Stated problem:
Format the lines from the start of the data through the line containing "Now the pile" as a numbered list, leaving out blank lines and pictures.

Outline annotation data:
** begin **

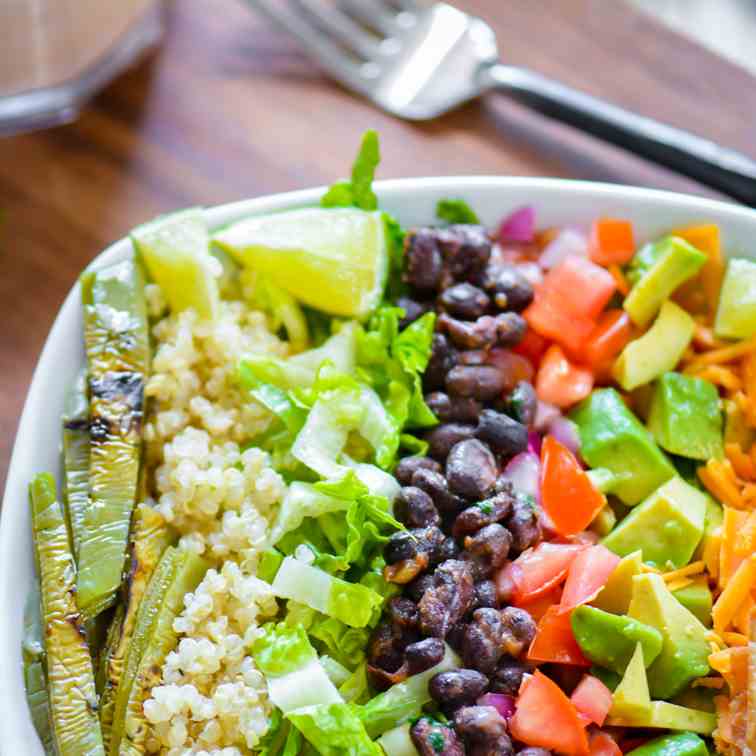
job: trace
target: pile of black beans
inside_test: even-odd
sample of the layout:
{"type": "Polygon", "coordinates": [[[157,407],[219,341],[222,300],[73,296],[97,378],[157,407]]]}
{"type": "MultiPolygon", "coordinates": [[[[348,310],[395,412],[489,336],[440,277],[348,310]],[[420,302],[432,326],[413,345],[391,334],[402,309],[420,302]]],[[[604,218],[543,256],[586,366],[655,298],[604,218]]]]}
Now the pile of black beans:
{"type": "Polygon", "coordinates": [[[533,289],[492,249],[486,230],[473,225],[421,228],[406,239],[410,296],[398,304],[405,323],[438,314],[424,389],[440,424],[426,436],[428,456],[407,457],[395,470],[395,513],[407,530],[387,543],[384,574],[403,590],[373,633],[368,669],[386,688],[438,664],[444,642],[462,659],[463,667],[430,681],[444,717],[412,726],[422,756],[515,753],[506,719],[476,701],[486,692],[517,695],[536,631],[494,580],[541,539],[534,502],[500,477],[527,448],[535,392],[495,359],[522,339],[520,312],[533,289]]]}

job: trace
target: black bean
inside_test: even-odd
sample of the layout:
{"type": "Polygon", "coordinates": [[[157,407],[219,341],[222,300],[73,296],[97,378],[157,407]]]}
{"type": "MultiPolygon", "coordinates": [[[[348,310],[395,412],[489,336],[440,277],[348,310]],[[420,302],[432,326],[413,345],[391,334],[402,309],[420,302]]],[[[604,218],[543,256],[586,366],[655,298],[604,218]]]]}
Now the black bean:
{"type": "Polygon", "coordinates": [[[527,323],[516,312],[503,312],[496,316],[496,343],[501,347],[517,346],[527,330],[527,323]]]}
{"type": "Polygon", "coordinates": [[[410,675],[435,667],[444,658],[444,642],[440,638],[424,638],[404,650],[410,675]]]}
{"type": "Polygon", "coordinates": [[[459,349],[488,349],[499,341],[499,322],[491,315],[482,315],[477,320],[468,322],[443,314],[439,315],[436,327],[448,334],[454,346],[459,349]]]}
{"type": "Polygon", "coordinates": [[[449,490],[449,484],[440,472],[417,470],[412,476],[412,485],[422,488],[445,515],[456,514],[465,506],[464,499],[449,490]]]}
{"type": "Polygon", "coordinates": [[[461,283],[445,289],[438,298],[441,306],[455,318],[475,320],[489,307],[488,294],[470,283],[461,283]]]}
{"type": "Polygon", "coordinates": [[[423,374],[423,385],[428,391],[444,387],[447,373],[457,364],[457,350],[442,333],[434,333],[431,356],[423,374]]]}
{"type": "Polygon", "coordinates": [[[480,413],[475,435],[497,454],[507,458],[528,448],[528,429],[496,410],[486,409],[480,413]]]}
{"type": "Polygon", "coordinates": [[[465,549],[485,559],[493,570],[499,569],[507,559],[512,544],[510,532],[498,522],[481,528],[475,535],[465,538],[465,549]]]}
{"type": "Polygon", "coordinates": [[[442,423],[475,423],[483,409],[483,405],[476,399],[450,397],[443,391],[428,394],[425,403],[442,423]]]}
{"type": "Polygon", "coordinates": [[[425,635],[444,638],[452,625],[464,617],[474,596],[470,568],[458,559],[442,562],[433,573],[433,583],[420,599],[420,629],[425,635]]]}
{"type": "Polygon", "coordinates": [[[494,693],[506,693],[508,696],[517,696],[523,675],[528,668],[516,659],[504,657],[491,676],[491,690],[494,693]]]}
{"type": "Polygon", "coordinates": [[[446,390],[453,396],[470,396],[487,402],[506,388],[506,376],[491,365],[457,365],[446,376],[446,390]]]}
{"type": "Polygon", "coordinates": [[[457,515],[452,527],[455,538],[477,533],[493,522],[501,522],[512,511],[514,497],[506,491],[494,494],[490,499],[480,501],[464,509],[457,515]]]}
{"type": "Polygon", "coordinates": [[[454,714],[454,729],[476,756],[511,756],[507,720],[493,706],[465,706],[454,714]]]}
{"type": "Polygon", "coordinates": [[[528,496],[518,494],[512,499],[512,514],[507,520],[507,529],[512,534],[512,549],[518,554],[541,540],[541,525],[538,508],[528,496]]]}
{"type": "Polygon", "coordinates": [[[399,321],[399,328],[404,329],[410,323],[414,323],[418,318],[430,312],[433,305],[428,302],[417,302],[409,297],[400,297],[396,301],[396,306],[404,310],[404,317],[399,321]]]}
{"type": "MultiPolygon", "coordinates": [[[[455,368],[456,369],[456,368],[455,368]]],[[[444,423],[437,425],[425,434],[428,442],[428,453],[443,462],[451,451],[452,446],[475,436],[475,426],[465,423],[444,423]]]]}
{"type": "Polygon", "coordinates": [[[394,596],[388,602],[386,614],[399,627],[415,629],[420,619],[417,606],[404,596],[394,596]]]}
{"type": "Polygon", "coordinates": [[[408,528],[439,525],[441,517],[433,499],[415,486],[404,486],[394,501],[394,513],[408,528]]]}
{"type": "Polygon", "coordinates": [[[484,288],[501,310],[520,312],[533,301],[533,286],[514,265],[490,265],[484,288]]]}
{"type": "Polygon", "coordinates": [[[530,646],[536,634],[536,623],[524,609],[508,606],[501,610],[503,624],[502,648],[517,658],[530,646]]]}
{"type": "Polygon", "coordinates": [[[420,756],[465,756],[457,733],[429,717],[421,717],[412,725],[410,737],[420,756]]]}
{"type": "Polygon", "coordinates": [[[446,460],[449,489],[473,501],[485,499],[493,491],[497,472],[491,450],[477,439],[455,444],[446,460]]]}
{"type": "Polygon", "coordinates": [[[499,599],[496,595],[496,583],[493,580],[479,580],[475,583],[475,607],[498,608],[499,599]]]}
{"type": "Polygon", "coordinates": [[[410,231],[404,240],[405,280],[421,291],[433,291],[444,264],[433,229],[410,231]]]}
{"type": "Polygon", "coordinates": [[[473,703],[488,686],[488,678],[475,669],[439,672],[428,683],[428,693],[447,710],[473,703]]]}
{"type": "Polygon", "coordinates": [[[403,486],[412,486],[415,485],[412,482],[412,476],[418,470],[433,470],[440,473],[442,469],[441,465],[430,457],[405,457],[399,460],[394,468],[394,477],[403,486]]]}
{"type": "Polygon", "coordinates": [[[509,414],[518,422],[530,427],[535,420],[537,407],[538,398],[532,384],[528,381],[520,381],[509,395],[509,414]]]}
{"type": "Polygon", "coordinates": [[[473,612],[462,641],[465,666],[490,675],[503,653],[501,642],[504,626],[498,609],[481,608],[473,612]]]}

** end **

Answer to this task:
1. job: trace
2. target: pile of black beans
3. inside_test: even-odd
4. sample of the layout:
5. {"type": "Polygon", "coordinates": [[[157,407],[219,341],[222,300],[73,296],[97,378],[157,407]]]}
6. {"type": "MultiPolygon", "coordinates": [[[[348,310],[395,412],[489,336],[440,277],[348,310]],[[420,302],[432,326],[413,345],[391,334],[402,309],[420,302]]],[[[604,218],[543,256],[586,366],[655,298],[604,218]]]]}
7. Now the pile of black beans:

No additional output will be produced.